### Text
+++

A recent article published in BMJ Oncology, claimed that;
“Global incidence of early-onset (< 50 years of age) cancer increased by 79.1% and the number of early-onset cancer deaths increased by 27.7% between 1990 and 2019”
this would be worrying if it were true, thankfully, it’s not. Inevitably, this received a fair bit of attention from the press and other academics who obligingly relayed the message.
The age-standardised rates - the ones that matter - are quite different (see figure).
The claim could have been
“Global age standardised incidence of early-onset cancer has increased a little (~6% over 30 years) whereas age-standardised early-onset cancer deaths have decreased by 25%.”
But that is less of a headline - even though the data for mortality are really positive. Why are the two sets of figures so different?
The authors of the paper compared the number of early-onset cancers in 1990 (1.82 million) with the number of early-onset cancers in 2019 (3.26 million). This is an increase of 79.1% but their calculation omits something important - context - and a denominator. For the purposes of comparison we must relate the number of new cases or deaths to the number in the population in which they occur - this is really basic stuff! So to make a fair comparison we divide cases by the number in the population.

+++

### Data records

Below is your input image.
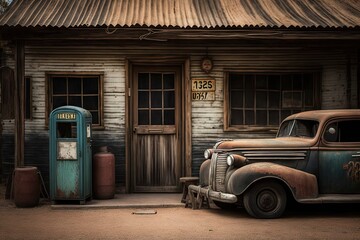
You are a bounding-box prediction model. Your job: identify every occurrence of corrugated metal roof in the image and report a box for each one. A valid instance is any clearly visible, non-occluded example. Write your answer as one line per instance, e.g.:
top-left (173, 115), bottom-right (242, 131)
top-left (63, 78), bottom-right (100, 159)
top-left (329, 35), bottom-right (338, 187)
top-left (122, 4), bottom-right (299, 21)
top-left (0, 0), bottom-right (360, 28)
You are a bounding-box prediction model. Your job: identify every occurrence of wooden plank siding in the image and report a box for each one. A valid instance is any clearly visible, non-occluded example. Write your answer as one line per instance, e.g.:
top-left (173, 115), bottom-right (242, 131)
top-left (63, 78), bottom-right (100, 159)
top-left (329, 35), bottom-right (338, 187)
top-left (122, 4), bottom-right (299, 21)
top-left (2, 44), bottom-right (358, 188)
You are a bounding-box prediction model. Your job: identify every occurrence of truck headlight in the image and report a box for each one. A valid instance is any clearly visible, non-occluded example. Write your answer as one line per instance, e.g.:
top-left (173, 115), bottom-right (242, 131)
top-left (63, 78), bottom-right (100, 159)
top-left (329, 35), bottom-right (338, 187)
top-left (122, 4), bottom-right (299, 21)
top-left (226, 155), bottom-right (234, 166)
top-left (226, 154), bottom-right (249, 168)
top-left (204, 149), bottom-right (213, 159)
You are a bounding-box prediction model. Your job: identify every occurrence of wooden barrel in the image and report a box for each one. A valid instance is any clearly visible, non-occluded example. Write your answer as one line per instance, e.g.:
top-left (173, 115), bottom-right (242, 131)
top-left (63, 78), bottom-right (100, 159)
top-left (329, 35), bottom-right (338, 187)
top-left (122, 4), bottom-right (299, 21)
top-left (13, 167), bottom-right (40, 208)
top-left (93, 147), bottom-right (115, 199)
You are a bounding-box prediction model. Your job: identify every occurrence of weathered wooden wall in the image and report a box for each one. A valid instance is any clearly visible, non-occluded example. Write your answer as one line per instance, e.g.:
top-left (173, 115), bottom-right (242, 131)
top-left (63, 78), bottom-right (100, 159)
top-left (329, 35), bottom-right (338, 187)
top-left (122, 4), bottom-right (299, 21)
top-left (2, 42), bottom-right (359, 187)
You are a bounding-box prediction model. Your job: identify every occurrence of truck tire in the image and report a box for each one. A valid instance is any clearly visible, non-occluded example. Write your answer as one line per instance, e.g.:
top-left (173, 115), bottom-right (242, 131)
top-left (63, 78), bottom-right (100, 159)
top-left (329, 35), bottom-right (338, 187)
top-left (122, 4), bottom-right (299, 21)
top-left (244, 181), bottom-right (287, 218)
top-left (213, 201), bottom-right (236, 210)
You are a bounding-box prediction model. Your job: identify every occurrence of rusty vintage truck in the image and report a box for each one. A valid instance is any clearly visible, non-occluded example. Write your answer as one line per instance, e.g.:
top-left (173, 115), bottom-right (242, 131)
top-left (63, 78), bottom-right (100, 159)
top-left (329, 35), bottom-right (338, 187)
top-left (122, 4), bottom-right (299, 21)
top-left (189, 109), bottom-right (360, 218)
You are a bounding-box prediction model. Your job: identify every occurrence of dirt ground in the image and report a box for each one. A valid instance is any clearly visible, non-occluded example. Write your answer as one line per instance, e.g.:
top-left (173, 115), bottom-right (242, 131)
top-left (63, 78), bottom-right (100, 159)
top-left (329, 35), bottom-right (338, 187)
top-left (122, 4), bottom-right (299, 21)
top-left (0, 184), bottom-right (360, 240)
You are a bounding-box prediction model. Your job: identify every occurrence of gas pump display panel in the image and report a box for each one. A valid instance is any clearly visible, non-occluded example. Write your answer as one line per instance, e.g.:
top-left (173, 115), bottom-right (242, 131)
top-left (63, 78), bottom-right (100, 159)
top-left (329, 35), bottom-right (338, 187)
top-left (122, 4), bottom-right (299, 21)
top-left (57, 142), bottom-right (77, 160)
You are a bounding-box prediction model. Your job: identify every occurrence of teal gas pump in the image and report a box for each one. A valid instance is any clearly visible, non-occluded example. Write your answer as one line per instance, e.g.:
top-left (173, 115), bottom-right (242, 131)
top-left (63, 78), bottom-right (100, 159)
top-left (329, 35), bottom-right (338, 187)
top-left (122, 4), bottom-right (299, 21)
top-left (49, 106), bottom-right (92, 204)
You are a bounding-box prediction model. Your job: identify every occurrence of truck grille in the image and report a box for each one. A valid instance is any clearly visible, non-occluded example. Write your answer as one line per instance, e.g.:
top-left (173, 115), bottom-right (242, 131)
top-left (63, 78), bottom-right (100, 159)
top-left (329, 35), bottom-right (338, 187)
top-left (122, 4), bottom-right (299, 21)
top-left (210, 153), bottom-right (228, 192)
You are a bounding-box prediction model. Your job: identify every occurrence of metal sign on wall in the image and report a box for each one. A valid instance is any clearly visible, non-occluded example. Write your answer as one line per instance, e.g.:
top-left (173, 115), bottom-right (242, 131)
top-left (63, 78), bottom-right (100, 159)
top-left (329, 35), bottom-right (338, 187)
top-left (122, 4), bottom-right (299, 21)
top-left (191, 78), bottom-right (216, 101)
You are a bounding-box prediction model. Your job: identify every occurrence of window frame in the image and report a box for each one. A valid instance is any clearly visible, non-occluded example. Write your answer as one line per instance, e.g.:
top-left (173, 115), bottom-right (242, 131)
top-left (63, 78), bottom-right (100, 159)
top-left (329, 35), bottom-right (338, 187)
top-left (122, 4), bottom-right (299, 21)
top-left (24, 76), bottom-right (33, 120)
top-left (223, 68), bottom-right (322, 133)
top-left (45, 72), bottom-right (104, 130)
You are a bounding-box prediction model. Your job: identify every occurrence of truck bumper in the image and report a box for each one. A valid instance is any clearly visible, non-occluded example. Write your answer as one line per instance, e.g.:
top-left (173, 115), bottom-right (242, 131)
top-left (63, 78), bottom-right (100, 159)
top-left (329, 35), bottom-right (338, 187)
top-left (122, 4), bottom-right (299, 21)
top-left (188, 185), bottom-right (238, 203)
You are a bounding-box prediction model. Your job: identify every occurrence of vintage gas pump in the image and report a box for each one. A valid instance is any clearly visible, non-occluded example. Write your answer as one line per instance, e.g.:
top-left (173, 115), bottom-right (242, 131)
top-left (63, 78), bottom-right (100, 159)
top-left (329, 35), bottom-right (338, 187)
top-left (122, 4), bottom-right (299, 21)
top-left (49, 106), bottom-right (92, 204)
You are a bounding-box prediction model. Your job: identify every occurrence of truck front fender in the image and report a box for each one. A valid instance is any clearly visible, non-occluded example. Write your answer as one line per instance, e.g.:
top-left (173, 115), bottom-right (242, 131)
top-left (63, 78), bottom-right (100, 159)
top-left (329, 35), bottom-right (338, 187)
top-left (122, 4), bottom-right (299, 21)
top-left (199, 159), bottom-right (211, 186)
top-left (227, 162), bottom-right (318, 200)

+++

### Exercises to complete
1 - Reproduce word for word the section of the early-onset cancer text that begins with the words containing "The age-standardised rates" and ends with "figures so different?".
2 - List each distinct percentage that appears in the early-onset cancer text.

### Numbered responses
1 -
The age-standardised rates - the ones that matter - are quite different (see figure).
The claim could have been
“Global age standardised incidence of early-onset cancer has increased a little (~6% over 30 years) whereas age-standardised early-onset cancer deaths have decreased by 25%.”
But that is less of a headline - even though the data for mortality are really positive. Why are the two sets of figures so different?

2 -
79.1%
27.7%
~6%
25%